> [Data shown]:

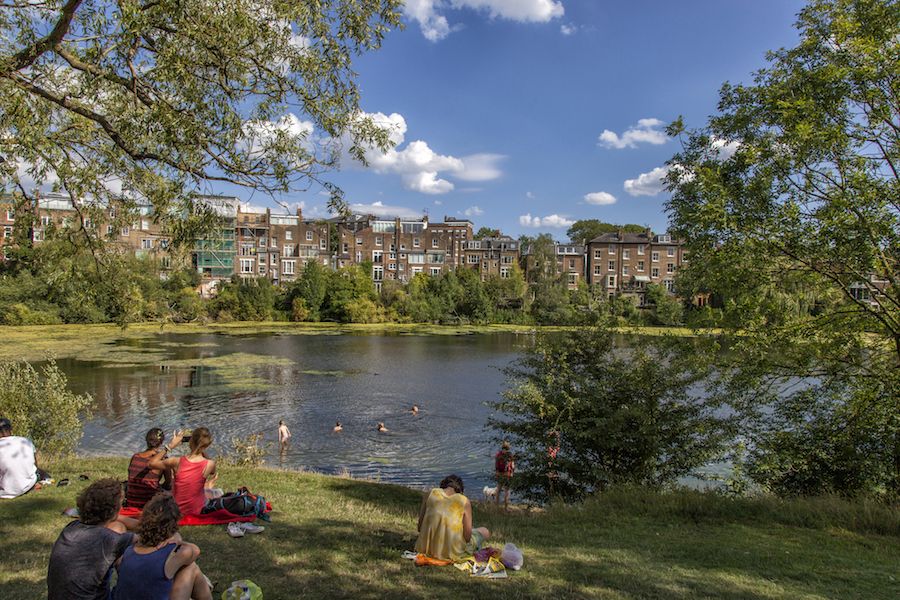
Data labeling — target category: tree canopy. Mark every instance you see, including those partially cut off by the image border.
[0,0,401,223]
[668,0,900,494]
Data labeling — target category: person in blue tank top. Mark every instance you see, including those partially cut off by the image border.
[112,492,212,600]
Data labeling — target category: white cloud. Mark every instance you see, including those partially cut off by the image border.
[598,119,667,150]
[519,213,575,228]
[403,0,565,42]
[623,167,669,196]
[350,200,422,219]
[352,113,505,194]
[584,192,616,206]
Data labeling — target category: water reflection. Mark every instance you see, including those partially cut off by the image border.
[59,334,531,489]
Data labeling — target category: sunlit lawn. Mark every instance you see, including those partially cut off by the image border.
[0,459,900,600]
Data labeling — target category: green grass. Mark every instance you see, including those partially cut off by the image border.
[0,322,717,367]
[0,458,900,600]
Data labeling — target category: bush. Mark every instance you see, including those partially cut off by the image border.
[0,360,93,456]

> [Task statement]:
Pull out each line above that contains the word "lawn" and copy it in full.

> [Result]:
Data labeling — target category: sunlit lawn. Mark every instance you see, including those partially cut off by the image border.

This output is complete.